▸ **Exercise objective**: Nothing should appear in the answer except the line containing "Note to the class: find the rear" and the lines following it through the end of the listing, each given exactly.

▸ **Source data**:
==========

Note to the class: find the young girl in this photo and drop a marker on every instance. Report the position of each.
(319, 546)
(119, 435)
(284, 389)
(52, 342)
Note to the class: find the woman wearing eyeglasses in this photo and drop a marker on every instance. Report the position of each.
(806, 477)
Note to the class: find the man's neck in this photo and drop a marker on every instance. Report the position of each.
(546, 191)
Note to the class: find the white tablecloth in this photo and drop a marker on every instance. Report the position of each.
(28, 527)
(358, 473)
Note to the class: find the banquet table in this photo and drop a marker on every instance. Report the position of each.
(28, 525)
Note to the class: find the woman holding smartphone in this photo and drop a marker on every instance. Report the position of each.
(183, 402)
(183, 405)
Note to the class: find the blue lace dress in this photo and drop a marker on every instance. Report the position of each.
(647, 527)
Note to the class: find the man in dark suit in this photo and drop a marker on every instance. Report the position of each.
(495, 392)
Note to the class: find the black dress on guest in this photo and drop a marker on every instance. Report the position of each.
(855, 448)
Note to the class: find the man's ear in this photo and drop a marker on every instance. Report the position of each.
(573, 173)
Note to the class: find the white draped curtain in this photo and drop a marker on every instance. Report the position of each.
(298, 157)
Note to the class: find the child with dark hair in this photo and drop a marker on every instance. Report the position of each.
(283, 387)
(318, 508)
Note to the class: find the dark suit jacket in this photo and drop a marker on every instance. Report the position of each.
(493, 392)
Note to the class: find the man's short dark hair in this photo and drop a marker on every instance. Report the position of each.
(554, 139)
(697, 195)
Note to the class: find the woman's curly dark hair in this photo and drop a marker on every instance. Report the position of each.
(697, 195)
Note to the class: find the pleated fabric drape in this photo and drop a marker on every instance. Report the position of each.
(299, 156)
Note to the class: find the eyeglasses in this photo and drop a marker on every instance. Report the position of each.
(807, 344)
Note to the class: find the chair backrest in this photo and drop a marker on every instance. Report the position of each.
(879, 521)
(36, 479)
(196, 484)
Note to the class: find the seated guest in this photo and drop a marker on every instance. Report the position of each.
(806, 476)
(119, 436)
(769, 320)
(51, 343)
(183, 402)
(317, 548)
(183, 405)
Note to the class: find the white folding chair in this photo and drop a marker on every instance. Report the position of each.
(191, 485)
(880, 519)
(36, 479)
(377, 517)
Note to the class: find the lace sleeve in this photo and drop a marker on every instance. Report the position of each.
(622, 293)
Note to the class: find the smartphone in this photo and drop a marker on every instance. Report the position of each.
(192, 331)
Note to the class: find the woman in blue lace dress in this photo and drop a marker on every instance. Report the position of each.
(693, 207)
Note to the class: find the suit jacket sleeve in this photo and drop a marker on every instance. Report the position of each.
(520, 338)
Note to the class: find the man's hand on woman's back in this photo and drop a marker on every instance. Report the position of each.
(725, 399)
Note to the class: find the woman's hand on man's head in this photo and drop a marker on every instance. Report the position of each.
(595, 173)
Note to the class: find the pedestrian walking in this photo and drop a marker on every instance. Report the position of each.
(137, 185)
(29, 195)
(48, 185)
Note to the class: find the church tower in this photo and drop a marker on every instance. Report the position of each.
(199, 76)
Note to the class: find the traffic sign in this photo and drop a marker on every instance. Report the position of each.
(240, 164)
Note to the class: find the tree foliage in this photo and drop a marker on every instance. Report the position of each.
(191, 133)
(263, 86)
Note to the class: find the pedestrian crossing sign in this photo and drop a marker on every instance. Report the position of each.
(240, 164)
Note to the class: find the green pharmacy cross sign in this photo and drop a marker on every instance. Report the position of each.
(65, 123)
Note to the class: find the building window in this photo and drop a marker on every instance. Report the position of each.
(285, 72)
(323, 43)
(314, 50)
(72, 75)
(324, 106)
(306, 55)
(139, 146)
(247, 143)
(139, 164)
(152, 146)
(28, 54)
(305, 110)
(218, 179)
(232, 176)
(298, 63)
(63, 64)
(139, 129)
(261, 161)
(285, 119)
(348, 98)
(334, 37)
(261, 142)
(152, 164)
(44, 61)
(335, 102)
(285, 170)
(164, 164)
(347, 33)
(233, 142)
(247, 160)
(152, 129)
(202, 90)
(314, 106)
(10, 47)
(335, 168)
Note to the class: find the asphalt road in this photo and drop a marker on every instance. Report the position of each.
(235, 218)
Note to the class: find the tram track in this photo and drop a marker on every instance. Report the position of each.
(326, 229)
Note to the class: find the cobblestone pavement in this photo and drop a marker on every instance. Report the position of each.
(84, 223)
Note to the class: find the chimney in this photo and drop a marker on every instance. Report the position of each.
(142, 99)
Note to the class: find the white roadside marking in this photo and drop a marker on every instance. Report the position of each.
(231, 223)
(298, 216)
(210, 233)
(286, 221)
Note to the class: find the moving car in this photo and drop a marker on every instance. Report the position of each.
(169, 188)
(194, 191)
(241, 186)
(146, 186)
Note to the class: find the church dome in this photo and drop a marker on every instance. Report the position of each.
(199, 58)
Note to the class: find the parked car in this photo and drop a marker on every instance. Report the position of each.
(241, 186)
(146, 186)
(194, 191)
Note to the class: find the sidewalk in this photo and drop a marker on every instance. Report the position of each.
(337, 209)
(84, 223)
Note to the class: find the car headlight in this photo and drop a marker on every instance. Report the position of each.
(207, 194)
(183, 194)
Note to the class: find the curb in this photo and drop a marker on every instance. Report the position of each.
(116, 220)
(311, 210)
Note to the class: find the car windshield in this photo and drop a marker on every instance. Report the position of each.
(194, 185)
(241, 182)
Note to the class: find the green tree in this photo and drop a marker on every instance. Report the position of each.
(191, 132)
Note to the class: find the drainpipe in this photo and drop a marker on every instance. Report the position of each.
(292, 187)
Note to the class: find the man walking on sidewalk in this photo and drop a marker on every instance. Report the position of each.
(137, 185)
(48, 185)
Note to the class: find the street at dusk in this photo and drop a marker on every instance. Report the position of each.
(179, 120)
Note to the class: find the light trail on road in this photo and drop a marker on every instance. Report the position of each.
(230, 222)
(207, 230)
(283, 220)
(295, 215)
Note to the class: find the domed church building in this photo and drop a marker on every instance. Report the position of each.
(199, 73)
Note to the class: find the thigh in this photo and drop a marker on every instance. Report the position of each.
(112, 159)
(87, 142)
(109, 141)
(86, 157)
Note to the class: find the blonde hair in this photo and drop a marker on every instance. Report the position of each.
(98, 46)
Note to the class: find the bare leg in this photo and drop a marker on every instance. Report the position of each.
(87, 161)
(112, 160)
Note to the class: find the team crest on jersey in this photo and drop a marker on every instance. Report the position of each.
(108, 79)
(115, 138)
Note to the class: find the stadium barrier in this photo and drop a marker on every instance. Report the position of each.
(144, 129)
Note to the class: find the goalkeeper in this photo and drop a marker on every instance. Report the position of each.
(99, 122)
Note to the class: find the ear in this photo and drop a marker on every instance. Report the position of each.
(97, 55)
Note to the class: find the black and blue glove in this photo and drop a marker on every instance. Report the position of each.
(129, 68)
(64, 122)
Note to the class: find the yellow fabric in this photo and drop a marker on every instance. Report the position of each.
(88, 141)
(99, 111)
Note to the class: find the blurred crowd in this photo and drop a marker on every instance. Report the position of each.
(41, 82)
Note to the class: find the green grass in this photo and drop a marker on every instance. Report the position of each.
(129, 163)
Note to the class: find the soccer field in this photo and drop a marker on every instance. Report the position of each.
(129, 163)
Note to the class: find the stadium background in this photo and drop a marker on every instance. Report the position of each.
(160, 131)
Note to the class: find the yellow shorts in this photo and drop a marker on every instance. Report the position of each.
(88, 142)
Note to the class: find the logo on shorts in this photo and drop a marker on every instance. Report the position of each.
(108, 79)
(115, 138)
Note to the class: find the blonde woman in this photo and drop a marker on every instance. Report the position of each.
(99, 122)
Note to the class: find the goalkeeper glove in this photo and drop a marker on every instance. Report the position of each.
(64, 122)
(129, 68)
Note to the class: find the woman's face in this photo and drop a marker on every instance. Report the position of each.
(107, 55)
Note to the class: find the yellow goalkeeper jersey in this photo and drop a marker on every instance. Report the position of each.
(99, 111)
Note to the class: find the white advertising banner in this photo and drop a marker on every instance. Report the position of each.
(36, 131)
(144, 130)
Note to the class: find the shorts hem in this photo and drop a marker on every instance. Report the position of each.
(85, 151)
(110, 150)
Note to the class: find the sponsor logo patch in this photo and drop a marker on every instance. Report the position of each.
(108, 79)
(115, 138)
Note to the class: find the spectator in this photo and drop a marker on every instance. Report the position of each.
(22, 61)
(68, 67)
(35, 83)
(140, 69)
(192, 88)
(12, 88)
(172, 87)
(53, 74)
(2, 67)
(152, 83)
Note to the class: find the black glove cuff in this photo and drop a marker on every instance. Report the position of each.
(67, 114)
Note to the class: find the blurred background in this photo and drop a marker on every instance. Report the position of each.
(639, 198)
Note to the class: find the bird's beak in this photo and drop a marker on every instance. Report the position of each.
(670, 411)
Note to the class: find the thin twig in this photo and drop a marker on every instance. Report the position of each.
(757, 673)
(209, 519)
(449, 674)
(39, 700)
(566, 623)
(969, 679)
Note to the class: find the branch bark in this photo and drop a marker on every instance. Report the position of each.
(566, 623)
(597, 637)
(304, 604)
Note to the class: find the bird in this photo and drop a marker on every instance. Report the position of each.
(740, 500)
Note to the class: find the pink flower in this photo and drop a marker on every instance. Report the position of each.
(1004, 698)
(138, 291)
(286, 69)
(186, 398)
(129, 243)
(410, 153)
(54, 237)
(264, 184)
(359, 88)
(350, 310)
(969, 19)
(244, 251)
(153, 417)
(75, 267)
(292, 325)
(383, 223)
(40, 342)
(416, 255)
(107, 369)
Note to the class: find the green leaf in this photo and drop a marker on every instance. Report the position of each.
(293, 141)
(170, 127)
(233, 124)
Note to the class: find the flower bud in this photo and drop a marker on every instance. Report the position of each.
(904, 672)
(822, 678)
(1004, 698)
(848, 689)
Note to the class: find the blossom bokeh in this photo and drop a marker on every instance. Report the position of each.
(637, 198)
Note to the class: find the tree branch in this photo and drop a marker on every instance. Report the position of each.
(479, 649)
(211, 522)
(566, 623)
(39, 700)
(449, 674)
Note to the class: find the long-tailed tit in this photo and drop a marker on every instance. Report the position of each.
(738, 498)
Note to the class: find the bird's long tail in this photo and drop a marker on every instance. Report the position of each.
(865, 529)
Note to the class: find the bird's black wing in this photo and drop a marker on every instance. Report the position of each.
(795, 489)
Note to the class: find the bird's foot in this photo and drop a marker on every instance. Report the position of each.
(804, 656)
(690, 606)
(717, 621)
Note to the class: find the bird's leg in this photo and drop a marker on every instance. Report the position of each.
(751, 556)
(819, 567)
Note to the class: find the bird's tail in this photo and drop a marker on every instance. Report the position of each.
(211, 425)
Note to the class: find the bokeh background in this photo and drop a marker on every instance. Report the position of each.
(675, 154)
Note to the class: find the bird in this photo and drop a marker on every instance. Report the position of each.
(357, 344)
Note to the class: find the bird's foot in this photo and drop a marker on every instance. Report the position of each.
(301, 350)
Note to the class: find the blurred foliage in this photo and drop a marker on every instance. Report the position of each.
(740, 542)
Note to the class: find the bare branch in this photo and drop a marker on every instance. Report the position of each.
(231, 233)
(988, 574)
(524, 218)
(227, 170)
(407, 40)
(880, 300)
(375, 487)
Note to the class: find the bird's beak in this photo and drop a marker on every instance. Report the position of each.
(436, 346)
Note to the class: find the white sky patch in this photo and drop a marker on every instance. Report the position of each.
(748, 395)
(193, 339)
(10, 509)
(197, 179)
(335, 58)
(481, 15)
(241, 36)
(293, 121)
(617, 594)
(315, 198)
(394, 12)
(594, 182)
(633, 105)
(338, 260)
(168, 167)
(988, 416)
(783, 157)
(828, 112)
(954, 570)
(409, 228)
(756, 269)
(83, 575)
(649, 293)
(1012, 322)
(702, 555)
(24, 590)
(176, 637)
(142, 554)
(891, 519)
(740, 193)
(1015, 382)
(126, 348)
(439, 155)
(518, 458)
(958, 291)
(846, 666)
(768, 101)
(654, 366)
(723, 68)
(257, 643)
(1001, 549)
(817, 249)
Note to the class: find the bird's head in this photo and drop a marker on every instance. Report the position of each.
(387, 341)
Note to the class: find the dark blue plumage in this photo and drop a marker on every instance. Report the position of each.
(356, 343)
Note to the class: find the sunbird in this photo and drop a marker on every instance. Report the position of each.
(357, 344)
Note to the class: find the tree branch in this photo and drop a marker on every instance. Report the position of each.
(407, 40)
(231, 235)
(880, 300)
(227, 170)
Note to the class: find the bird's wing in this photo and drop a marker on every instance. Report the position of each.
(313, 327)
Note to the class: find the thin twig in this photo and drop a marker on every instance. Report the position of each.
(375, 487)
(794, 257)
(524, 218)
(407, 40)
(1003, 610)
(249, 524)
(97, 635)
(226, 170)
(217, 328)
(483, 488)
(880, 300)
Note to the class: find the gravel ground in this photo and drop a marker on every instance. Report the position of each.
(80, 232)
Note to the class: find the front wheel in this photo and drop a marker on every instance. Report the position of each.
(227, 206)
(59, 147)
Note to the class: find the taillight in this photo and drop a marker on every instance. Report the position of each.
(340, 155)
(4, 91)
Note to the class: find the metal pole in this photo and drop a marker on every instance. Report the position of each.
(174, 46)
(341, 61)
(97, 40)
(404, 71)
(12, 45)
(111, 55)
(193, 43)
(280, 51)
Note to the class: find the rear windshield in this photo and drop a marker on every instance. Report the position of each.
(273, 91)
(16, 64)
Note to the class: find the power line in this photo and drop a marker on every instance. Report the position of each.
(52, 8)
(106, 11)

==========

▸ **Written response**:
Note to the class: find the rear windshield in this photo and drop a marker on every instance. Report the position of each.
(273, 91)
(16, 64)
Note to the class: find the power line in this photo and drop a marker on every instance. Report the position of each.
(52, 8)
(106, 11)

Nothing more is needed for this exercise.